── INFORMATION GIVEN ──
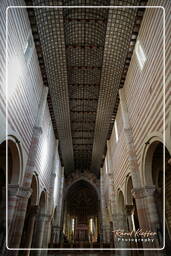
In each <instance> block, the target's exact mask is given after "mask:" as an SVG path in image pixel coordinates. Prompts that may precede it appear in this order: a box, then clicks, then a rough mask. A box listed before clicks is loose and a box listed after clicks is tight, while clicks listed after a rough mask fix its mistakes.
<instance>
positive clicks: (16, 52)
mask: <svg viewBox="0 0 171 256" xmlns="http://www.w3.org/2000/svg"><path fill="white" fill-rule="evenodd" d="M8 5H11V6H12V5H17V6H19V5H25V4H24V1H23V0H12V1H6V0H2V1H1V3H0V6H1V8H0V12H1V13H0V23H1V26H0V36H1V38H2V40H0V56H1V57H0V118H1V123H3V124H4V123H5V87H6V81H5V71H6V70H5V58H6V53H5V49H6V47H5V46H6V40H5V39H6V37H5V33H6V24H5V12H6V7H7V6H8ZM30 34H31V27H30V23H29V19H28V15H27V12H26V10H25V9H9V10H8V62H9V65H8V70H9V74H8V83H9V86H8V95H9V101H8V102H9V103H8V121H9V133H10V132H11V131H14V132H15V133H16V134H17V135H18V138H19V140H20V141H21V146H22V150H23V155H24V167H25V165H26V163H27V157H28V153H29V149H30V145H31V138H32V134H33V127H34V125H35V122H36V118H37V113H38V106H39V102H40V98H41V94H42V89H43V86H44V85H43V81H42V77H41V72H40V68H39V63H38V58H37V54H36V49H35V46H34V43H33V47H32V50H31V51H30V55H29V57H28V58H27V57H25V55H24V51H25V48H26V45H27V42H28V37H29V35H30ZM4 128H5V127H4V126H3V134H2V136H3V135H4V133H5V130H4ZM42 128H43V133H42V135H41V139H40V143H39V146H38V153H37V156H36V172H37V173H38V174H39V182H40V186H41V187H44V188H46V189H47V190H48V189H49V185H50V174H51V171H52V170H51V169H52V164H53V163H52V162H53V161H52V159H53V154H54V149H55V143H56V140H55V136H54V132H53V128H52V122H51V119H50V113H49V109H48V105H46V109H45V114H44V121H43V127H42ZM1 133H2V132H1ZM1 133H0V136H1ZM23 175H24V172H23Z"/></svg>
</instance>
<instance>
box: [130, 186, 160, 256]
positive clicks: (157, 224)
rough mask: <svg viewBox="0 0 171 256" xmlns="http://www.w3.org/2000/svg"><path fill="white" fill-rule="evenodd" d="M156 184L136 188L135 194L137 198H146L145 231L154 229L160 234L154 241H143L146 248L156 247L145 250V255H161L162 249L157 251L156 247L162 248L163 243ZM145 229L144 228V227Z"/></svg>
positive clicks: (144, 204)
mask: <svg viewBox="0 0 171 256" xmlns="http://www.w3.org/2000/svg"><path fill="white" fill-rule="evenodd" d="M154 192H155V187H154V186H146V187H144V188H141V189H134V190H133V195H134V197H135V199H137V200H138V199H139V200H142V199H143V200H144V201H145V202H144V205H145V206H146V208H145V211H146V214H147V221H146V230H145V231H152V232H157V233H158V235H157V236H155V240H154V242H153V243H149V244H147V243H143V247H144V248H154V251H144V255H145V256H161V255H163V254H162V251H155V248H162V247H163V245H162V244H160V238H161V236H160V234H159V232H158V230H157V229H158V227H159V217H158V214H157V209H156V204H155V200H154ZM143 230H144V228H143Z"/></svg>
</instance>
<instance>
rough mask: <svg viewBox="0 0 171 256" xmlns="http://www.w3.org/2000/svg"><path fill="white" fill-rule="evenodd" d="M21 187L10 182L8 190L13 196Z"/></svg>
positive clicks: (16, 192) (10, 193)
mask: <svg viewBox="0 0 171 256" xmlns="http://www.w3.org/2000/svg"><path fill="white" fill-rule="evenodd" d="M19 189H20V186H19V185H14V184H8V192H9V194H10V195H11V196H15V195H17V193H18V191H19Z"/></svg>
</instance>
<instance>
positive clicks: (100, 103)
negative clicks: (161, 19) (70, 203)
mask: <svg viewBox="0 0 171 256" xmlns="http://www.w3.org/2000/svg"><path fill="white" fill-rule="evenodd" d="M52 4H53V6H55V5H56V6H60V7H61V8H36V9H32V8H28V14H29V18H30V23H31V26H32V31H33V37H34V40H35V45H36V49H37V53H38V58H39V63H40V67H41V71H42V76H43V79H44V83H45V85H47V86H48V87H49V97H48V104H49V108H50V113H51V117H52V121H53V126H54V131H55V134H56V137H57V138H58V139H59V141H60V154H61V160H62V163H63V164H64V167H65V174H66V175H67V174H68V173H70V172H72V171H75V170H79V171H84V170H91V171H93V172H94V173H96V174H97V175H99V170H100V167H101V165H102V164H103V160H104V156H105V150H106V141H107V139H109V138H110V136H111V132H112V129H113V124H114V119H115V116H116V112H117V107H118V104H119V100H118V89H119V88H120V87H123V85H124V81H125V77H126V73H127V70H128V67H129V63H130V60H131V56H132V53H133V49H134V46H135V42H136V38H137V35H138V31H139V27H140V24H141V20H142V17H143V14H144V8H139V9H138V8H97V7H96V6H99V7H100V6H137V5H139V4H141V5H142V6H143V5H145V4H146V1H139V0H122V1H116V0H113V1H112V0H111V1H110V0H105V1H101V0H96V1H91V0H87V1H86V0H85V1H83V0H75V1H74V0H73V1H69V0H64V1H50V0H41V1H40V0H32V1H27V5H30V6H32V5H34V6H52ZM73 5H74V6H77V7H72V6H73ZM90 5H91V6H92V7H93V8H90V7H88V6H90ZM62 6H70V8H62ZM83 6H87V7H86V8H83ZM80 7H82V8H80Z"/></svg>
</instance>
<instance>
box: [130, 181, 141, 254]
mask: <svg viewBox="0 0 171 256" xmlns="http://www.w3.org/2000/svg"><path fill="white" fill-rule="evenodd" d="M132 190H133V184H132V177H131V176H129V177H128V178H127V183H126V203H127V205H126V215H127V225H128V230H129V231H130V232H132V231H136V230H138V229H140V225H139V220H138V212H137V205H136V201H135V198H134V197H133V195H132ZM127 246H128V244H127ZM129 247H131V248H143V244H142V242H141V241H138V242H137V243H136V242H134V241H130V243H129ZM131 255H134V256H135V255H139V254H138V252H137V251H134V253H133V252H132V253H131Z"/></svg>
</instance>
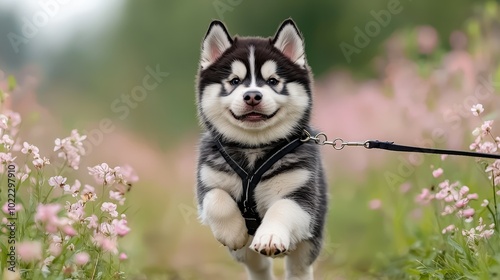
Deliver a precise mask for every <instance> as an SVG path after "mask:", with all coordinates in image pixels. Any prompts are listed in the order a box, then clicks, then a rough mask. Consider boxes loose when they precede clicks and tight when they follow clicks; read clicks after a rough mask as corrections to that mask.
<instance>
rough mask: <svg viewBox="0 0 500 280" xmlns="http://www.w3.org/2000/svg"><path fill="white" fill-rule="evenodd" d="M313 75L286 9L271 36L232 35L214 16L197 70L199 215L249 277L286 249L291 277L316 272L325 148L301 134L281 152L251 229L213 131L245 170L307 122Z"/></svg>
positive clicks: (298, 132)
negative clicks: (245, 269) (293, 148)
mask: <svg viewBox="0 0 500 280" xmlns="http://www.w3.org/2000/svg"><path fill="white" fill-rule="evenodd" d="M311 90H312V78H311V72H310V70H309V66H308V65H307V62H306V58H305V53H304V42H303V40H302V36H301V34H300V32H299V30H298V29H297V27H296V25H295V23H294V22H293V21H292V20H291V19H288V20H286V21H285V22H283V23H282V25H281V26H280V27H279V29H278V31H277V33H276V35H275V36H274V37H273V38H260V37H234V38H232V37H231V36H230V35H229V33H228V31H227V29H226V27H225V26H224V24H223V23H222V22H220V21H213V22H212V23H211V24H210V27H209V29H208V32H207V34H206V36H205V39H204V41H203V45H202V51H201V62H200V69H199V73H198V78H197V106H198V116H199V119H200V122H201V124H202V125H203V126H204V128H205V130H206V132H205V133H204V134H203V136H202V138H201V141H200V146H199V158H198V172H197V199H198V206H199V212H200V218H201V220H202V222H203V223H204V224H207V225H208V226H209V227H210V228H211V230H212V232H213V234H214V236H215V238H216V239H217V240H218V241H219V242H220V243H222V244H223V245H225V246H227V247H228V248H229V249H230V252H231V254H232V255H233V256H234V258H235V259H236V260H238V261H240V262H242V263H244V264H245V266H246V270H247V272H248V275H249V278H250V279H273V274H272V259H271V258H269V257H277V256H286V260H285V266H286V279H313V269H312V264H313V262H314V261H315V259H316V258H317V256H318V255H319V253H320V249H321V244H322V239H323V227H324V223H325V214H326V211H327V194H326V189H327V186H326V182H325V178H324V174H323V167H322V164H321V159H320V154H319V151H318V149H317V146H316V145H315V144H313V143H304V144H303V145H301V146H299V147H298V148H296V149H295V150H294V151H292V152H291V153H289V154H287V155H286V156H284V157H283V158H282V159H280V160H279V161H278V162H276V163H275V164H274V165H273V166H272V167H271V168H270V169H269V170H268V171H267V172H266V173H265V174H264V175H263V177H262V180H261V181H260V183H259V184H258V185H257V188H256V189H255V200H256V202H257V210H258V213H259V216H260V218H262V223H261V225H260V226H259V228H258V229H257V232H256V233H255V236H249V235H248V234H247V229H246V227H245V221H244V219H243V217H242V215H241V213H240V211H239V209H238V206H237V202H236V201H239V200H240V199H241V197H242V190H243V189H242V182H241V179H240V177H238V175H237V174H236V173H235V172H234V171H233V169H231V167H230V166H229V165H228V164H227V163H226V161H225V160H224V158H223V157H222V156H221V154H220V153H219V151H218V150H217V147H216V146H215V142H214V139H215V138H216V137H220V139H221V142H222V145H223V146H224V149H225V150H226V151H227V153H228V154H229V155H230V156H231V157H232V158H233V159H234V160H235V161H236V162H237V163H238V164H239V165H240V166H241V167H243V168H244V169H245V170H251V169H252V168H254V164H255V162H256V161H257V160H258V159H260V158H261V157H263V156H264V155H265V154H266V153H267V152H268V151H270V150H272V149H273V148H274V147H275V145H276V144H277V143H278V142H281V141H282V140H284V139H290V140H292V139H295V138H297V137H300V136H301V135H302V133H303V130H304V129H307V130H309V131H310V127H309V119H310V114H311V106H312V96H311V95H312V93H311Z"/></svg>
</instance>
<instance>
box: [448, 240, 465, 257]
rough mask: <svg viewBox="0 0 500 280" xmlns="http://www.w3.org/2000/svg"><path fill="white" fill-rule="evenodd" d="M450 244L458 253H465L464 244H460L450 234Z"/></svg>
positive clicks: (463, 253) (448, 240) (453, 248)
mask: <svg viewBox="0 0 500 280" xmlns="http://www.w3.org/2000/svg"><path fill="white" fill-rule="evenodd" d="M448 244H450V246H451V247H453V249H455V250H457V252H458V253H460V254H462V255H464V254H465V251H464V249H463V248H462V246H460V244H458V243H457V242H456V241H455V240H453V239H452V238H451V236H448Z"/></svg>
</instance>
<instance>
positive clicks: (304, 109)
mask: <svg viewBox="0 0 500 280" xmlns="http://www.w3.org/2000/svg"><path fill="white" fill-rule="evenodd" d="M200 68H201V69H200V72H199V75H198V77H199V78H198V98H197V102H198V112H199V116H200V119H201V121H202V123H203V124H205V125H206V126H207V127H208V128H209V129H214V130H215V131H216V132H217V133H218V134H221V135H222V136H223V137H225V138H226V139H228V140H231V141H236V142H239V143H244V144H248V145H259V144H265V143H269V142H272V141H274V140H278V139H280V138H284V137H287V136H289V135H291V134H294V133H296V131H297V130H300V129H301V128H302V127H304V126H305V125H307V123H308V121H309V115H310V108H311V93H310V87H311V85H310V74H309V70H308V66H307V64H306V60H305V56H304V46H303V41H302V38H301V36H300V34H299V31H298V29H297V28H296V26H295V24H294V23H293V21H291V20H287V21H285V22H284V23H283V24H282V25H281V27H280V28H279V29H278V32H277V33H276V36H275V37H274V38H272V39H271V38H269V39H263V38H238V37H236V38H235V39H234V40H233V39H231V37H230V35H229V34H228V32H227V29H226V28H225V26H224V25H223V24H222V23H221V22H218V21H214V22H212V24H211V25H210V28H209V30H208V32H207V35H206V37H205V40H204V41H203V47H202V56H201V63H200Z"/></svg>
───
Please write out, exactly as they appear, the lines from the one containing "positive clicks: (463, 253)" through the last line of the records above, and nothing more.

ANSWER TO THE EXERCISE:
positive clicks: (463, 253) (448, 240) (453, 248)
mask: <svg viewBox="0 0 500 280" xmlns="http://www.w3.org/2000/svg"><path fill="white" fill-rule="evenodd" d="M448 244H450V246H451V247H453V249H455V250H457V252H458V253H460V254H462V255H464V254H465V251H464V249H463V248H462V246H460V244H458V243H457V242H456V241H455V240H453V239H452V238H451V236H448Z"/></svg>
</instance>
<instance>
positive clicks: (304, 109)
mask: <svg viewBox="0 0 500 280" xmlns="http://www.w3.org/2000/svg"><path fill="white" fill-rule="evenodd" d="M200 68H201V69H200V72H199V75H198V77H199V78H198V98H197V102H198V112H199V116H200V119H201V121H202V123H203V124H205V125H206V126H207V127H208V128H209V129H214V130H215V131H216V132H217V133H218V134H221V135H222V136H223V137H225V138H226V139H228V140H231V141H236V142H239V143H244V144H248V145H259V144H265V143H269V142H272V141H274V140H278V139H280V138H284V137H287V136H289V135H291V134H294V133H296V131H297V130H300V129H301V128H302V127H304V126H305V125H307V123H308V121H309V115H310V108H311V93H310V87H311V85H310V74H309V70H308V66H307V64H306V60H305V56H304V46H303V41H302V38H301V36H300V34H299V31H298V29H297V28H296V26H295V24H294V23H293V21H291V20H287V21H285V22H284V23H283V24H282V25H281V27H280V28H279V29H278V32H277V33H276V36H275V37H274V38H272V39H271V38H269V39H263V38H238V37H236V38H235V39H234V40H233V39H231V37H230V35H229V34H228V32H227V29H226V28H225V26H224V25H223V24H222V23H221V22H218V21H214V22H212V24H211V25H210V28H209V30H208V32H207V35H206V37H205V40H204V41H203V47H202V56H201V63H200Z"/></svg>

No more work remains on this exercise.